* **Instructions to follow**: Whatever pictures appear, omit them, and repeat the data below exactly.

* **Data in this exercise**:
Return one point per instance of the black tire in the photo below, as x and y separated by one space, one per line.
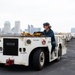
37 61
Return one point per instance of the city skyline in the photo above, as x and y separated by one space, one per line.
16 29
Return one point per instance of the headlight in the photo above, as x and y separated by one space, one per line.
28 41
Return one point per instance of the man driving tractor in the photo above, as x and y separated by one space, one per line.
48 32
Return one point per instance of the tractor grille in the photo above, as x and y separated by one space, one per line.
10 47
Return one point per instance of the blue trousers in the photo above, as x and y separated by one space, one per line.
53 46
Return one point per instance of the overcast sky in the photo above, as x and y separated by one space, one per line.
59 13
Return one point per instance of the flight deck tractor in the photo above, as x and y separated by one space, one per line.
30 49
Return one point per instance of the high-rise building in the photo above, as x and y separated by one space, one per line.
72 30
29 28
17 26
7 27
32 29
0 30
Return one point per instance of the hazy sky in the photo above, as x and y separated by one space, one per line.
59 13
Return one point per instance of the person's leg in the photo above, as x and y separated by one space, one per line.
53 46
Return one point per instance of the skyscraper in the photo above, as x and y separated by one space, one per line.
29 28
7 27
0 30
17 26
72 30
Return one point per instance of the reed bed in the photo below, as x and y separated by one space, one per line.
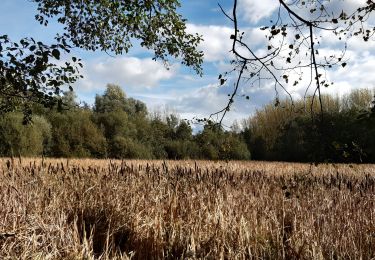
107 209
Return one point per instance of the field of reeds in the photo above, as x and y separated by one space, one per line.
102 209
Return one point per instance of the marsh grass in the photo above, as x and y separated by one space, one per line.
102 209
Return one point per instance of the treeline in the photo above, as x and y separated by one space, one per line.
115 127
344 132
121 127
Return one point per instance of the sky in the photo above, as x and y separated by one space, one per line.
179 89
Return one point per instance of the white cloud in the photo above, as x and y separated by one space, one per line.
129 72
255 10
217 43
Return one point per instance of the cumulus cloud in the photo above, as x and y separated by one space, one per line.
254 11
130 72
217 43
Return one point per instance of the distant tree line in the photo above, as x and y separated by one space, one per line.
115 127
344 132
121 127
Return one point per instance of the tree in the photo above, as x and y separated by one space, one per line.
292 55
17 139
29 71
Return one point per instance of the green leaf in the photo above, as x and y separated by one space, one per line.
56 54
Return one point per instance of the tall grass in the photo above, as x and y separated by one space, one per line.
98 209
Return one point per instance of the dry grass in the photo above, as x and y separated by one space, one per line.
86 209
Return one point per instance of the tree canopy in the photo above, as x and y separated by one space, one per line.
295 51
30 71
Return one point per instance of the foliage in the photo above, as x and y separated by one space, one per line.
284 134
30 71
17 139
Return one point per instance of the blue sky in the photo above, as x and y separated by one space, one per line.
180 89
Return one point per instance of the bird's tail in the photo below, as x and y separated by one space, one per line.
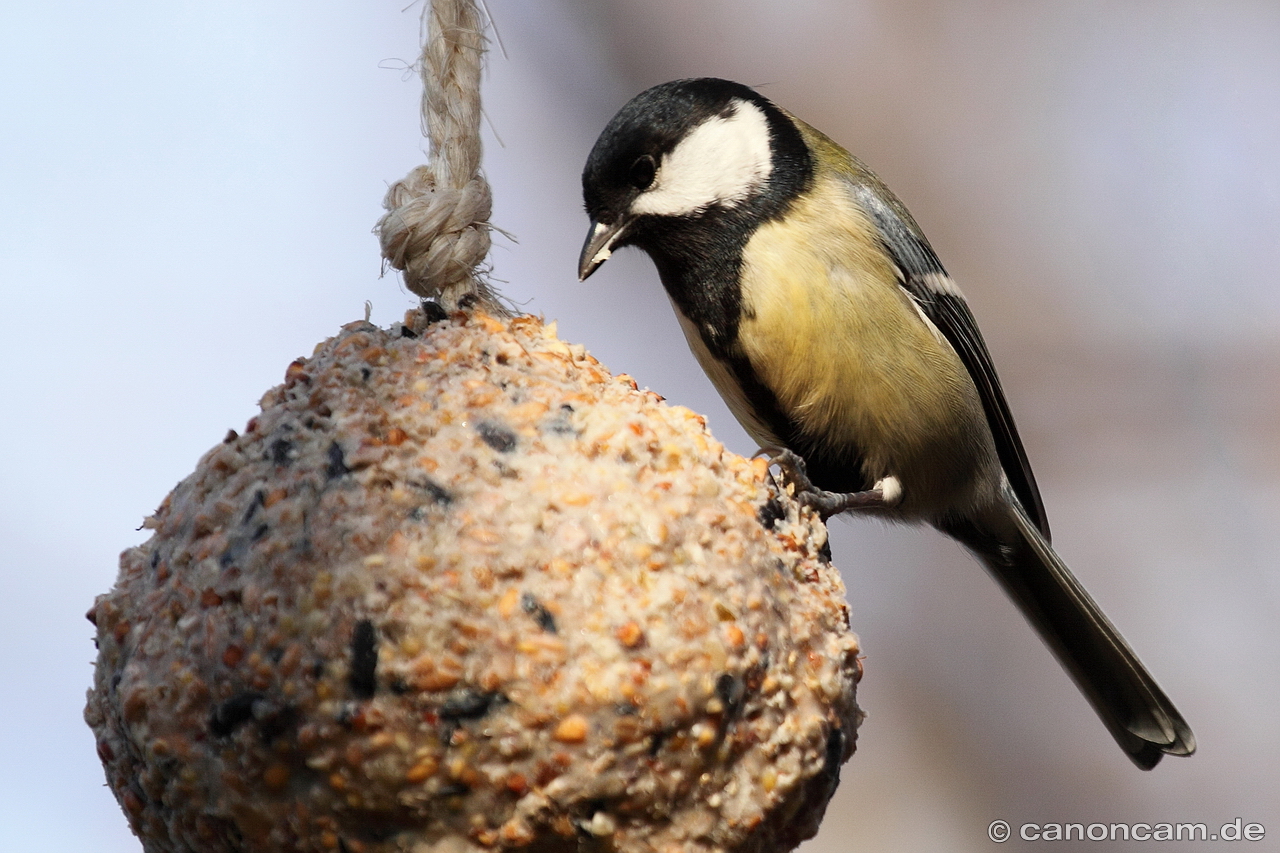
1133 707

* **The completed task**:
Return one point per instance of the black tire in the photo below, as x and y separated by one space, one per line.
37 61
Return one point per instance of the city skyline in the photo above, as x and y separated by one space, one per line.
16 29
Return one point per instance of the headlight in the photo above, as x and y separated by one space, one per line.
28 41
Return one point per instance of the man driving tractor in the photo above, as x and y separated by one space, one per line.
48 32
Return one point per instance of the tractor grille in the photo above, as x and y separated by one space, one per line.
10 47
Return one point per instance of the blue trousers in the photo above, as x and y separated by one space, one per line.
53 46
Return one point per instance of the overcast sky in the photo above, as x and y separated by one space, one per line.
59 13
Return one point per instance of the flight deck tractor in the photo above, as x and y separated by one space, one per line.
30 49
Return one point per instance of the high-rise building in the photo above, as x and y separated by one space, one per line.
72 30
29 28
17 26
7 27
32 29
0 30
Return one point per instance of the hazy sky in the photo above, as x and y separated by one space, one per line.
59 13
Return one point per instance of the person's leg in the photo above, as x and y separated by one space, one per line.
53 46
Return one point per instance of the skyscraper in the photo above, as x and y separated by one space, one per line.
29 28
7 27
0 30
17 26
72 30
Return one point per instance of the reed bed in the photo below, as x and y separated by one space, one per line.
107 209
Return one point per instance of the field of reeds in the photo above, as x and y separated by one space, one per line.
102 209
Return one point per instance of the marsh grass in the photo above, as x and y separated by one space, one per line.
102 209
Return one point per instance of the treeline in the photo above, as x and y separated by one space, one per line.
115 127
344 132
121 127
Return one point per instance of the sky in the photo above, as x and y separated by one space, one per line.
179 89
Return one point per instance of the white cloud in the photo above, as x and y separated by one space, one per line.
129 72
255 10
217 43
Return one point per instance of the cumulus cloud in the photo above, as x and y separated by one space, one per line.
254 11
130 72
217 43
Return one point per instance of the distant tree line in the photo above, as x and y separated by one space, one per line.
115 127
344 132
121 127
Return one point per instance of the tree in the photo above, as x and y separated by one space, one per line.
292 55
17 139
29 71
Return one point per instance of the green leaf in the photo above, as x and y separated by one space, one per line.
56 54
Return one point per instance of the tall grass in the photo above, as x and y separated by one space, one per line.
98 209
Return one point per instance of the dry grass in the photo above, as x and y separated by one space, one per line.
86 209
Return one point per instance of the tree canopy in the photo above, as x and y separated by one space, one per line.
295 51
30 71
Return one point per instance of the foliage in the photo above, as x and y separated by one space, one per line.
284 134
30 71
17 139
Return one point per instance of the blue sky in the photo above, as x and y separated by one space, one per line.
180 89
Return one point per instance of the bird's tail in the photo below, as x and y separated by one space, one per line.
1133 707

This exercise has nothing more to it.